● **EXERCISE**
Copy all of the material word for word, except for the pictures.

[START OF SUPPLIED DATA]

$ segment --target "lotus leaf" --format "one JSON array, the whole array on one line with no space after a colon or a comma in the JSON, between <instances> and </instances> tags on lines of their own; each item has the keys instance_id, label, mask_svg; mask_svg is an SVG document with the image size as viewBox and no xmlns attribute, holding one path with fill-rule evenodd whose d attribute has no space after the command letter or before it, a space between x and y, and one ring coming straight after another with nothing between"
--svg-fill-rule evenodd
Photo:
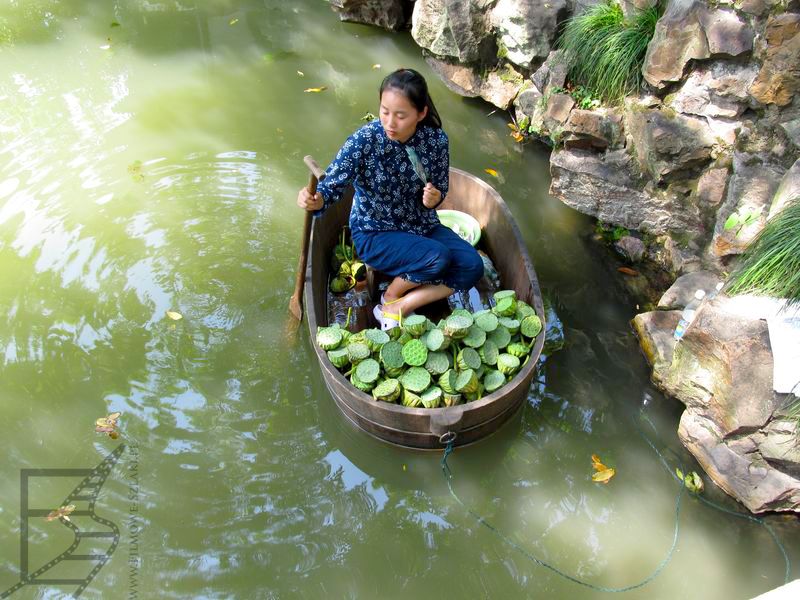
<instances>
[{"instance_id":1,"label":"lotus leaf","mask_svg":"<svg viewBox=\"0 0 800 600\"><path fill-rule=\"evenodd\" d=\"M422 406L425 408L438 408L442 404L442 390L431 386L420 395Z\"/></svg>"},{"instance_id":2,"label":"lotus leaf","mask_svg":"<svg viewBox=\"0 0 800 600\"><path fill-rule=\"evenodd\" d=\"M473 348L462 348L458 352L456 365L458 365L459 371L477 369L481 366L481 355L478 354L478 351Z\"/></svg>"},{"instance_id":3,"label":"lotus leaf","mask_svg":"<svg viewBox=\"0 0 800 600\"><path fill-rule=\"evenodd\" d=\"M542 321L537 315L530 315L522 320L520 331L522 335L527 338L533 339L542 330Z\"/></svg>"},{"instance_id":4,"label":"lotus leaf","mask_svg":"<svg viewBox=\"0 0 800 600\"><path fill-rule=\"evenodd\" d=\"M420 393L431 384L431 374L422 367L411 367L400 376L400 383L407 390Z\"/></svg>"},{"instance_id":5,"label":"lotus leaf","mask_svg":"<svg viewBox=\"0 0 800 600\"><path fill-rule=\"evenodd\" d=\"M512 354L501 354L497 357L497 368L503 375L513 375L519 369L519 359Z\"/></svg>"},{"instance_id":6,"label":"lotus leaf","mask_svg":"<svg viewBox=\"0 0 800 600\"><path fill-rule=\"evenodd\" d=\"M407 365L420 367L428 360L428 348L419 340L411 340L403 346L403 360Z\"/></svg>"}]
</instances>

[END OF SUPPLIED DATA]

● **TASK RESPONSE**
$ segment --target "lotus leaf" --format "one JSON array, the whole array on one line with no space after a colon or a comma in the JSON, between <instances> and </instances> tags on lines of their own; each item has the keys instance_id, label, mask_svg; mask_svg is an SVG document with the image size as viewBox and no xmlns attribute, holding one path with fill-rule evenodd whose d attribute has no space after the command letter or before it, a space between x and y, and one ring coming straight after another with nothing between"
--svg-fill-rule evenodd
Photo:
<instances>
[{"instance_id":1,"label":"lotus leaf","mask_svg":"<svg viewBox=\"0 0 800 600\"><path fill-rule=\"evenodd\" d=\"M422 406L425 408L438 408L442 404L442 390L431 386L420 395Z\"/></svg>"},{"instance_id":2,"label":"lotus leaf","mask_svg":"<svg viewBox=\"0 0 800 600\"><path fill-rule=\"evenodd\" d=\"M473 348L462 348L458 352L456 365L458 365L459 371L477 369L481 366L481 355L478 354L478 351Z\"/></svg>"},{"instance_id":3,"label":"lotus leaf","mask_svg":"<svg viewBox=\"0 0 800 600\"><path fill-rule=\"evenodd\" d=\"M542 321L537 315L530 315L522 320L520 331L522 335L527 338L533 339L542 330Z\"/></svg>"},{"instance_id":4,"label":"lotus leaf","mask_svg":"<svg viewBox=\"0 0 800 600\"><path fill-rule=\"evenodd\" d=\"M420 393L431 384L431 374L422 367L411 367L400 376L400 383L407 390Z\"/></svg>"},{"instance_id":5,"label":"lotus leaf","mask_svg":"<svg viewBox=\"0 0 800 600\"><path fill-rule=\"evenodd\" d=\"M512 354L501 354L497 357L497 368L503 375L513 375L519 369L519 359Z\"/></svg>"},{"instance_id":6,"label":"lotus leaf","mask_svg":"<svg viewBox=\"0 0 800 600\"><path fill-rule=\"evenodd\" d=\"M407 365L420 367L428 360L428 348L419 340L411 340L403 346L403 360Z\"/></svg>"}]
</instances>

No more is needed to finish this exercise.